#### Excerpted data
□ □ □

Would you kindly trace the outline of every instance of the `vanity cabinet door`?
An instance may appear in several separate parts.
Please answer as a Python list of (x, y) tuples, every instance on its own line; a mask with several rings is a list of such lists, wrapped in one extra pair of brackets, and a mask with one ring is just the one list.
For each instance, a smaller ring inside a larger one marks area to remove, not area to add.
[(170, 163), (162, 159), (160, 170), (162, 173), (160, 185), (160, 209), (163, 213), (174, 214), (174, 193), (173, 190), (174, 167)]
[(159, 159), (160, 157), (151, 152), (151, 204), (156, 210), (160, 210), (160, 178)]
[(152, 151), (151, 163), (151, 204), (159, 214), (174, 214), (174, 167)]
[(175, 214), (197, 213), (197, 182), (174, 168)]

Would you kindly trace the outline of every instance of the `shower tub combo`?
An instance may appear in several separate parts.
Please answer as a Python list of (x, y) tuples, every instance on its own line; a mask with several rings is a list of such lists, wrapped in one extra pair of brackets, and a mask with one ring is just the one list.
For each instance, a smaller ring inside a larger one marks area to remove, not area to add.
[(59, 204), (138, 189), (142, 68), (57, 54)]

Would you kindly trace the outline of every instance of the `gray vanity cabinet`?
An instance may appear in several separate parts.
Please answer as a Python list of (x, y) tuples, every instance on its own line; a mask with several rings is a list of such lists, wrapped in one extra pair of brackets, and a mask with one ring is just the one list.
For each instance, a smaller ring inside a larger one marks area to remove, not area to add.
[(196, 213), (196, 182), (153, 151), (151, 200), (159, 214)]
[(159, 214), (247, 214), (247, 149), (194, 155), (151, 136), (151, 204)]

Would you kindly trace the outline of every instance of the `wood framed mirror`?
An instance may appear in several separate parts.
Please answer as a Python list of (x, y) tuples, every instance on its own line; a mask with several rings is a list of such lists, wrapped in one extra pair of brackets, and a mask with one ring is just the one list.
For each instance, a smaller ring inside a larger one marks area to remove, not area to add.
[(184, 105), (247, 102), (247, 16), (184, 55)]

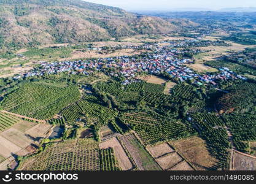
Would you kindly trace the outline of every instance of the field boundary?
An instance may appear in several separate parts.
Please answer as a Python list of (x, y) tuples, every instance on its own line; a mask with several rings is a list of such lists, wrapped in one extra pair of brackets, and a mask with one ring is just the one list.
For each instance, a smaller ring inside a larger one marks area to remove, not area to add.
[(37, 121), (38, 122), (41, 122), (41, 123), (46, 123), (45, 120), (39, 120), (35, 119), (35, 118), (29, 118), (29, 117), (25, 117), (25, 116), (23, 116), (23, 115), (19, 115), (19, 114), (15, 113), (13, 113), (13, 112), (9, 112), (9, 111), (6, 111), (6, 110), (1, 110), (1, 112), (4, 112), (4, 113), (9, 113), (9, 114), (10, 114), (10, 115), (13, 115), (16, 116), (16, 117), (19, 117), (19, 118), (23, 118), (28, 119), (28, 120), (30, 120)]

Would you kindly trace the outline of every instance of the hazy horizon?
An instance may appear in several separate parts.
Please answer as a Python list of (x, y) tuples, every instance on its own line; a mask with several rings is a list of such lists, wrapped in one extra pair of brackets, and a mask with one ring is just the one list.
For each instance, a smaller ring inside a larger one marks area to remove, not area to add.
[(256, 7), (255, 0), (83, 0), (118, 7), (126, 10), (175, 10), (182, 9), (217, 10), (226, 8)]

□ □ □

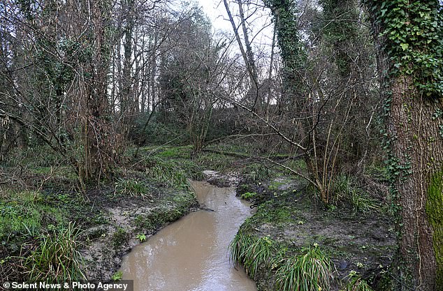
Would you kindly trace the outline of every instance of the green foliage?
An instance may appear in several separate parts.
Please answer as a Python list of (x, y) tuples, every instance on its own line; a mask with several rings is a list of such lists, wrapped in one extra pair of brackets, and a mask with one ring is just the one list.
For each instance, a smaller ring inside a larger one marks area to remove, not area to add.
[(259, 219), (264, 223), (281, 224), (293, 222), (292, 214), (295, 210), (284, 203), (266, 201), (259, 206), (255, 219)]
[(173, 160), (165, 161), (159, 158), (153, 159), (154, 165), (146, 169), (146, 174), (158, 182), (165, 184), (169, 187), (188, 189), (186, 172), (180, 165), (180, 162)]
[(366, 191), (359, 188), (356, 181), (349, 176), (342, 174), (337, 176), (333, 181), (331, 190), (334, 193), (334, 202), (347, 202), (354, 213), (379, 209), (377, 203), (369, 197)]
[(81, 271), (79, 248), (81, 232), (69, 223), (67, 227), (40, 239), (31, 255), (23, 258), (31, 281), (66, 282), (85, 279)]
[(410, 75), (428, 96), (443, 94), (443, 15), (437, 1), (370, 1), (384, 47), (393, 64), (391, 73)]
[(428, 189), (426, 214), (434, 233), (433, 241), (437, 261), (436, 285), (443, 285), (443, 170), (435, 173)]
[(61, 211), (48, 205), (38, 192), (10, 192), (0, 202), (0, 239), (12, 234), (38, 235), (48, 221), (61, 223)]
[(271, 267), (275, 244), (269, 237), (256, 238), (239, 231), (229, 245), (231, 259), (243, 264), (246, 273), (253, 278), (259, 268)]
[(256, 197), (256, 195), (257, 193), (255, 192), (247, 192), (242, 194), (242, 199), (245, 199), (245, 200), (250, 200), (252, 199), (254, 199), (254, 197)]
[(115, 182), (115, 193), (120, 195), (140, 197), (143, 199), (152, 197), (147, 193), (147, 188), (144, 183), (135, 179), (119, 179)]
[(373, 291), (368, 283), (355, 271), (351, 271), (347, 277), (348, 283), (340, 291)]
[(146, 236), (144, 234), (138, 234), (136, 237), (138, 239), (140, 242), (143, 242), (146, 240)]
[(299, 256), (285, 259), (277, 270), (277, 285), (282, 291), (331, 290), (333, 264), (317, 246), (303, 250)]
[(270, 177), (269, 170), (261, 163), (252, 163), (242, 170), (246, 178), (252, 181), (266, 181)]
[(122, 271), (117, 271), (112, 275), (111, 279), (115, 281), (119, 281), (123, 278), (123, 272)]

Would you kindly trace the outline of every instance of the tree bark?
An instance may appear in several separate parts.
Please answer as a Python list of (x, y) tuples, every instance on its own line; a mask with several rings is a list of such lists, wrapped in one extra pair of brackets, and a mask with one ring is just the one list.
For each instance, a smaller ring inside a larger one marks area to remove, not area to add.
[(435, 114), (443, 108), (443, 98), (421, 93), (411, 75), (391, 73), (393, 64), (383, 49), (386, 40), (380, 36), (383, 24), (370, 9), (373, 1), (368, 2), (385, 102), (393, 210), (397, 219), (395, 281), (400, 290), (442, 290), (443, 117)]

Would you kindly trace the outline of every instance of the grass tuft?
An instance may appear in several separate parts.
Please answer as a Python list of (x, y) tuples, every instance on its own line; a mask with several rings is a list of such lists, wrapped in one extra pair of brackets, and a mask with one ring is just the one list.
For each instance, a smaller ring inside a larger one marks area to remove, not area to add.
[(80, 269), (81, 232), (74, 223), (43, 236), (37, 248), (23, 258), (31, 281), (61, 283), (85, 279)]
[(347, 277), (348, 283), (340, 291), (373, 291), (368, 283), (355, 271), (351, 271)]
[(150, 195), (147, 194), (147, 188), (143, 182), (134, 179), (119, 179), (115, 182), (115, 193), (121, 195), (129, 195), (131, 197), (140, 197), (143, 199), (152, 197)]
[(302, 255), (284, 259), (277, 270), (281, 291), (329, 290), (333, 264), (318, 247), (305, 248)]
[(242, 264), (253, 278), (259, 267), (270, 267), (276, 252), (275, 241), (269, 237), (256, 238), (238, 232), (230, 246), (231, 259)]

□ □ □

#### Set task
Shift the outline coordinates in the part of the listing that opens with the line containing "the green foliage?" and closes with the line containing "278), (123, 272)]" by adding 65 to every x and y value. Write out that whole part again, with its request lines unchanged and nothing from elsewhere in the listing.

#### Worked solution
Would you kindly trace the outline of every instance of the green foliage?
An instance may appear in several separate parts.
Please answer as a Python list of (x, y) tuples, every instance on its own line; a mask with several rings is a list of such lists, wrapped in one extra pair of brackets, and a mask with one ring is just the one list.
For each instance, a smaller ring inside a larger one marks area to remove, not area to add.
[(324, 284), (329, 288), (346, 289), (358, 287), (357, 279), (360, 275), (349, 268), (331, 266), (324, 271), (320, 284)]
[(238, 225), (230, 226), (224, 223), (218, 224), (219, 230), (211, 234), (211, 239), (223, 247), (230, 249), (234, 252), (253, 254), (251, 237), (245, 230), (245, 227)]
[(431, 256), (424, 253), (421, 246), (414, 241), (407, 239), (402, 241), (398, 246), (396, 255), (399, 258), (399, 267), (412, 267), (419, 278), (444, 274), (442, 268), (434, 262)]
[(146, 336), (144, 313), (146, 297), (134, 288), (132, 292), (105, 304), (96, 320), (88, 323), (96, 346), (131, 347), (150, 344)]
[(475, 140), (493, 161), (508, 159), (508, 80), (502, 66), (435, 66), (449, 112), (458, 129), (456, 138)]
[(493, 254), (491, 279), (499, 298), (498, 306), (502, 326), (501, 350), (508, 350), (508, 235), (500, 238)]
[(126, 276), (113, 270), (103, 257), (75, 257), (65, 267), (65, 304), (77, 299), (103, 300), (113, 286), (126, 288)]
[(336, 332), (340, 309), (334, 302), (321, 303), (304, 296), (294, 310), (296, 324), (308, 329), (311, 338), (318, 343), (324, 333)]
[(321, 262), (321, 260), (322, 258), (320, 257), (312, 257), (307, 259), (307, 264), (310, 264), (310, 265), (315, 265), (317, 264), (319, 264), (319, 262)]
[(180, 247), (180, 258), (185, 260), (205, 262), (208, 264), (217, 262), (212, 258), (212, 253), (209, 248), (200, 244), (184, 244)]
[(438, 356), (433, 348), (420, 336), (416, 336), (412, 342), (413, 348), (405, 356)]
[(211, 301), (209, 299), (203, 299), (201, 302), (203, 304), (205, 307), (208, 307), (211, 305)]
[(364, 321), (350, 324), (342, 335), (342, 350), (347, 356), (396, 355), (398, 329), (382, 311), (368, 315)]
[(335, 242), (334, 235), (326, 228), (317, 228), (307, 235), (311, 243), (317, 246), (331, 246)]
[(187, 336), (182, 336), (177, 340), (176, 344), (180, 346), (184, 346), (188, 343), (188, 337)]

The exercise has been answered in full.